* Stated exercise:
Could you rewrite the records below with every "in this photo" replaced by "in this image" and nothing else changed?

* Records for the task:
========
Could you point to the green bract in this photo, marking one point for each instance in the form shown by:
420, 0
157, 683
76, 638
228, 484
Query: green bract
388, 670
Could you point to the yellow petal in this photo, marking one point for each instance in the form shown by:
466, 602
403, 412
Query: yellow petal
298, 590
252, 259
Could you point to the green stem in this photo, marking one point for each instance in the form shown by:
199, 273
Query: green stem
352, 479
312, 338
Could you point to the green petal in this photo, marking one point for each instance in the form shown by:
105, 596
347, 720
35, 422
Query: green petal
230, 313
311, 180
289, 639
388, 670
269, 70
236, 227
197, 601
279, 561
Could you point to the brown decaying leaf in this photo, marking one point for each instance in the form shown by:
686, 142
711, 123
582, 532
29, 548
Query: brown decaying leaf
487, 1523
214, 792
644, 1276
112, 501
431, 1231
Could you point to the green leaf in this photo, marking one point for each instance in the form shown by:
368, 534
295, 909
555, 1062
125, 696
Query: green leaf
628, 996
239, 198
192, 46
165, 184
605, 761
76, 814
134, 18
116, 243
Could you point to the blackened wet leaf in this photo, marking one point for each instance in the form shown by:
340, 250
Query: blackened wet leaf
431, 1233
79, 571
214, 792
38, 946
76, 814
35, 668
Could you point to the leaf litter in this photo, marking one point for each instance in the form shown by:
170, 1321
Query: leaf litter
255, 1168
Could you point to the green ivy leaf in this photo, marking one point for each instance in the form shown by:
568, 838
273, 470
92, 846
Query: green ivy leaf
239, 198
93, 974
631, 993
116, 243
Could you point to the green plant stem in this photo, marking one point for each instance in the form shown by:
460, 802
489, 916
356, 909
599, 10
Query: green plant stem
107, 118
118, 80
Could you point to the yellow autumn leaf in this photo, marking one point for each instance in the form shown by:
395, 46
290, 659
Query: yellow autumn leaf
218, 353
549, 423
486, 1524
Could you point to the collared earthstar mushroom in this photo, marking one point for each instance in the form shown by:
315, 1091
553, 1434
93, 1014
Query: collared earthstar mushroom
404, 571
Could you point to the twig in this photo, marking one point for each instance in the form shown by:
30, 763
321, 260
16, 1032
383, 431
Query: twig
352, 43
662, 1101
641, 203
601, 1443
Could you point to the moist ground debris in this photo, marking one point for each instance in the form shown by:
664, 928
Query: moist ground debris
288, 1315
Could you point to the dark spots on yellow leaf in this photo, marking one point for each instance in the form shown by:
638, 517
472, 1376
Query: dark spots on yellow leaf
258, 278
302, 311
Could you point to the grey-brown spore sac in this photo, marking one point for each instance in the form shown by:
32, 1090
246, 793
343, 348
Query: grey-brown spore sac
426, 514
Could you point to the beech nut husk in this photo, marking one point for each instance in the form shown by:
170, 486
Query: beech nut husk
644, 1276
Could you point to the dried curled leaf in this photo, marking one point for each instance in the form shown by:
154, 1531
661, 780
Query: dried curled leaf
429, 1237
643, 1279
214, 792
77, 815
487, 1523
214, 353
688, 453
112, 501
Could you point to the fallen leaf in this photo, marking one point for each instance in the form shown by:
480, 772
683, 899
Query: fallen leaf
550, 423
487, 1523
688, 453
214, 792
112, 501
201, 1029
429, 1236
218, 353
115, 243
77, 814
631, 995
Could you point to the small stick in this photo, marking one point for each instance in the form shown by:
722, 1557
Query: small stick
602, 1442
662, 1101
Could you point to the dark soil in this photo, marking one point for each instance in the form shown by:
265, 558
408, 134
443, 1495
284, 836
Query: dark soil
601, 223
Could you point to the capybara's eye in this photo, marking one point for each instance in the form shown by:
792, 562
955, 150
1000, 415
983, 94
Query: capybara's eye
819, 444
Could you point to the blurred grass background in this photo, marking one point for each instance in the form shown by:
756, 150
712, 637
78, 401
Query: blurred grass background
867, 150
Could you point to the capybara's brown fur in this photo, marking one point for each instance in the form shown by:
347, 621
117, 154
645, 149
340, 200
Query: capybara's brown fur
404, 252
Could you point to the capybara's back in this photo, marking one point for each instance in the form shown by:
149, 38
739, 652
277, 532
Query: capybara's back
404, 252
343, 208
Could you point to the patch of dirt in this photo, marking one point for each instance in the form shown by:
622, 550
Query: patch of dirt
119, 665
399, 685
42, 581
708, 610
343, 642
========
* Worked solution:
Could you point to the green bract in this image, marking one point for each instance in the form shown by:
420, 0
157, 683
76, 638
228, 484
Query: green bract
388, 670
Could you point to the yellow petal in this image, marking one point for each instance in the form shown by:
466, 602
403, 412
Query: yellow petal
298, 590
252, 259
Could you point to the green stem in this image, marking one point for each instance in the form shown by:
199, 273
Query: green stem
352, 479
312, 338
Could you point to the green petal in this image, marking one point for each instance in the form shown by:
105, 596
347, 720
35, 422
Query: green petal
230, 313
311, 180
289, 639
388, 670
269, 70
236, 227
197, 601
279, 561
Could you point to the brown decaying leaf in this image, marking one point for each instance in the form shown by:
686, 142
711, 123
582, 532
29, 548
Query: brown decaying leaf
487, 1523
214, 792
644, 1276
112, 501
431, 1231
Could you point to the green leaf in this image, marking one point for each instance in the form shown by:
368, 534
295, 909
555, 1062
125, 696
Query: green leaf
628, 996
239, 198
192, 46
165, 184
605, 761
76, 814
134, 18
116, 243
Could you point to the blackened wet leaf in this image, marking one point for each instance in the form shown by:
340, 250
Query: blackened wet leaf
431, 1233
79, 571
214, 792
38, 946
76, 814
35, 668
Could you point to the leaf litter in this image, marking one point for each instance in the form shown by:
170, 1321
Query: leaf litter
255, 1168
Could you point to the green ivy leaf in this image, marking one point for each instance in the form shown by:
568, 838
273, 470
92, 846
Query: green ivy leaf
239, 198
93, 974
631, 993
116, 243
Could you point to the green plant stem in this image, marking one point for each instance in the form shown by:
460, 802
489, 916
356, 909
599, 10
Query: green plant stem
107, 118
118, 80
Could you point to the yellow autumn leaf in this image, marking one point for each instance in the form shown by:
395, 46
290, 659
Query: yellow autumn leaf
218, 353
549, 423
486, 1524
Could you point to the collared earthstar mushroom in this image, marking one point for each instance in the form shown by:
315, 1091
553, 1434
93, 1014
Query: collared earthstar mushroom
404, 571
Could you point to the twig in this image, marking one point for each instance in the form shown by:
30, 763
321, 260
16, 1032
383, 431
Query: twig
352, 43
662, 1101
641, 203
601, 1443
Could you point to the moist ground debris in this image, marking one point for each instance in the form shown by:
664, 928
Query: moist ground debris
288, 1315
Could you point to the dark spots on yellow leaf in this image, marking one point for each instance in the form shown by:
638, 517
472, 1376
Query: dark spots on yellow leaf
258, 278
302, 311
Could you point to the grey-brown spore sac in this image, marking one point for each instance in the form shown by:
32, 1090
246, 793
343, 348
Query: grey-brown spore sac
426, 514
Could you point to the beech nut husk in this image, marking one point for each instance in the form shown by:
170, 486
Query: beech nut husk
644, 1276
Could you point to the dried curled leaf in this image, marking one point for each instance in the form shown by:
154, 1531
661, 780
Query: dried curled leaf
429, 1237
643, 1279
214, 792
77, 815
487, 1523
214, 353
688, 453
112, 501
Could you point to the fallen leaf in this image, marking one point for each instance in the form shown by:
480, 772
683, 899
Query: fallen leaf
550, 423
487, 1523
688, 453
214, 792
112, 501
201, 1029
429, 1236
218, 353
115, 243
77, 814
631, 995
Could you point to the small stick in this image, marking one point for each instance in the form shown by:
722, 1557
Query: small stick
602, 1442
662, 1101
Could you point to the dark soil in this image, marking one point for each instance in the form shown by:
265, 558
408, 134
443, 1495
284, 836
Query: dark soil
601, 223
Could you point to the capybara's eye in this image, marking one point for each instance in the form shown by:
792, 562
955, 150
1000, 415
983, 94
Query: capybara's eye
819, 444
Could you point to the blurred grass background in this image, marking one point for each instance in the form shown by:
756, 150
712, 637
78, 401
Query: blurred grass background
867, 150
Could you point to the capybara's brown fur in this image, marking one point for each instance in the form shown by:
347, 621
117, 154
645, 149
340, 200
Query: capybara's brown fur
404, 252
Could you point to the capybara's back in this image, marking one point for each instance in the form shown by:
149, 38
739, 652
277, 532
Query: capybara's back
404, 252
343, 208
Could you point to the patch of dirt in this image, marking one point for each instance in the form shown by:
622, 550
Query: patch of dirt
119, 665
399, 685
42, 581
708, 610
343, 642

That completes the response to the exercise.